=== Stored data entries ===
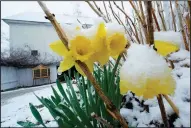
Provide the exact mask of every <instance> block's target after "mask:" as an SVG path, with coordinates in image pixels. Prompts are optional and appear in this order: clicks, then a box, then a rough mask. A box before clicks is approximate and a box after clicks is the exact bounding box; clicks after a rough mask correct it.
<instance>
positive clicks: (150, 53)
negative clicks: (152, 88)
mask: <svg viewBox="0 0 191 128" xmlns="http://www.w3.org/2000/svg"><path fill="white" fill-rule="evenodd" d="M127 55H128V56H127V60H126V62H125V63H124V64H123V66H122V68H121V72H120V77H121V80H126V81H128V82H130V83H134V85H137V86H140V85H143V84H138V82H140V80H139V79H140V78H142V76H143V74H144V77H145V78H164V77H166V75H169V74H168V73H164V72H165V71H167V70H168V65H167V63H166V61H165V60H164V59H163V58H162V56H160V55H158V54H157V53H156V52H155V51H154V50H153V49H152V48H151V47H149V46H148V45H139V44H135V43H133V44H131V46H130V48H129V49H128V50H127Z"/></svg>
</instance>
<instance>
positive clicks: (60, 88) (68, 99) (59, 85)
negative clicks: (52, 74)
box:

--

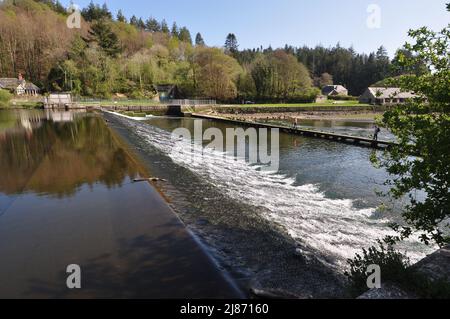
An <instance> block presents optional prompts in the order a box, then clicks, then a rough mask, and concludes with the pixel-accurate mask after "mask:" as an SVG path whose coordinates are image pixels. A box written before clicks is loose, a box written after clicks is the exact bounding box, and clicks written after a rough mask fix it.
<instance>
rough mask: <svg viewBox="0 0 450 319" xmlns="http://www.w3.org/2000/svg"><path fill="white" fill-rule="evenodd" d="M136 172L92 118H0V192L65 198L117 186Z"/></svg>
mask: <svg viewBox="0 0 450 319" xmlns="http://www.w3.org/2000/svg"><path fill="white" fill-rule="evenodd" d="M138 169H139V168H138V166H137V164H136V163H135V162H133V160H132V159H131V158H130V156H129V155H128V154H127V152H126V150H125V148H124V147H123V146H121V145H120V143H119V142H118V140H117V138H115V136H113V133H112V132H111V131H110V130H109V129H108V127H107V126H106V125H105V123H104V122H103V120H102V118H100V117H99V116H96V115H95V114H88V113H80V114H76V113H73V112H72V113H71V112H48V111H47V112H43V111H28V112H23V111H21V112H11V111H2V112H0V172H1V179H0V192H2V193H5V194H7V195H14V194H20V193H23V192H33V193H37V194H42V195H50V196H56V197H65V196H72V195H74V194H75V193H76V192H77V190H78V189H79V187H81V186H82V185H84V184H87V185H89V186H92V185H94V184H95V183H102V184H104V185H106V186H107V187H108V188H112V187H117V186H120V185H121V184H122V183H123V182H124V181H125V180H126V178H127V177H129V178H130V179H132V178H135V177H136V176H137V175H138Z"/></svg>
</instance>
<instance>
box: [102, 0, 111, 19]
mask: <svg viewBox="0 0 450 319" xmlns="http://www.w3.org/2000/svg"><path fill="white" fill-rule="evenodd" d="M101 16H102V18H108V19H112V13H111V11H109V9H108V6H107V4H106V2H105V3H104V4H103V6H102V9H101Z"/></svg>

...

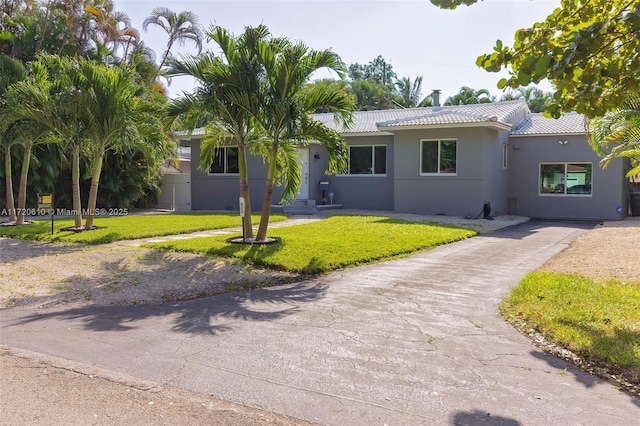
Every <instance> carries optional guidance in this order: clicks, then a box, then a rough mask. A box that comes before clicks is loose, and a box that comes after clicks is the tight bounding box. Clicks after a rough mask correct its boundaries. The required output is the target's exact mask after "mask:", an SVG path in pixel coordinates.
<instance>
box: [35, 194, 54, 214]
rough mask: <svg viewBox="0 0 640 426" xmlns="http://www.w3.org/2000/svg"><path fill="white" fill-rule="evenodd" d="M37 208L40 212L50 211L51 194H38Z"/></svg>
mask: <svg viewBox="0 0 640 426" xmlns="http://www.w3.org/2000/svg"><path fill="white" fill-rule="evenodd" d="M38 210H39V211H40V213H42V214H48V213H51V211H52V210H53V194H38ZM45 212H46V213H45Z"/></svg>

=== What you have to do ===
Show each line in the records above that contains the string "negative".

=== Your response ===
negative clicks: (152, 88)
negative clicks: (52, 74)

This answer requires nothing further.